_TEXTO DE LEITURA_
==========

O furto foi percebido no início da noite. Ao chegar à igreja, uma religiosa notou uma das janelas aberta e a fechadura da porta traseira arrombada. A peça com cerca de três séculos tem alto valor no mercado de colecionadores, porém para a comunidade seu valor é inestimável. “Trata-se de importância histórica e religiosa. Representa a origem, identidade e coesão do grupo”, explica a antropóloga Rebeca Campos Ferreira.
A polícia de São Roque investiga o caso, mas ainda não tem suspeitos. Por se tratar de peça rara, a ocorrência já foi notificada ao Instituto do Patrimônio Histórico e Artístico Nacional (Iphan), a Fundação Cultural Palmares (FCP) e encaminhada ao Departamento de Repressão aos Crimes Patrimoniais (Depatri) da capital paulista. O Ministério Público Federal acompanha as investigações.

==========

_O QUE FAZER_
Segundo o texto de leitura, o que a religiosa notou ao chegar à igreja?

_DADOS_
==========

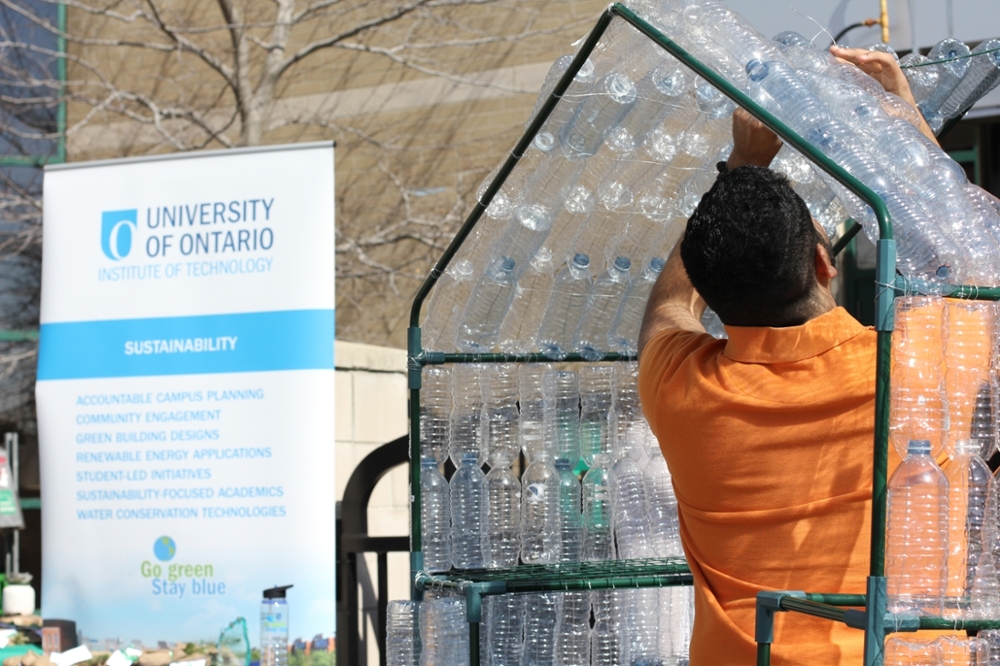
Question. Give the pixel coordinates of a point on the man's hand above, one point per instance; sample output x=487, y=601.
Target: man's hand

==========

_EXERCÍCIO RESOLVIDO_
Ela notou uma das janelas aberta e a fechadura da porta traseira arrombada.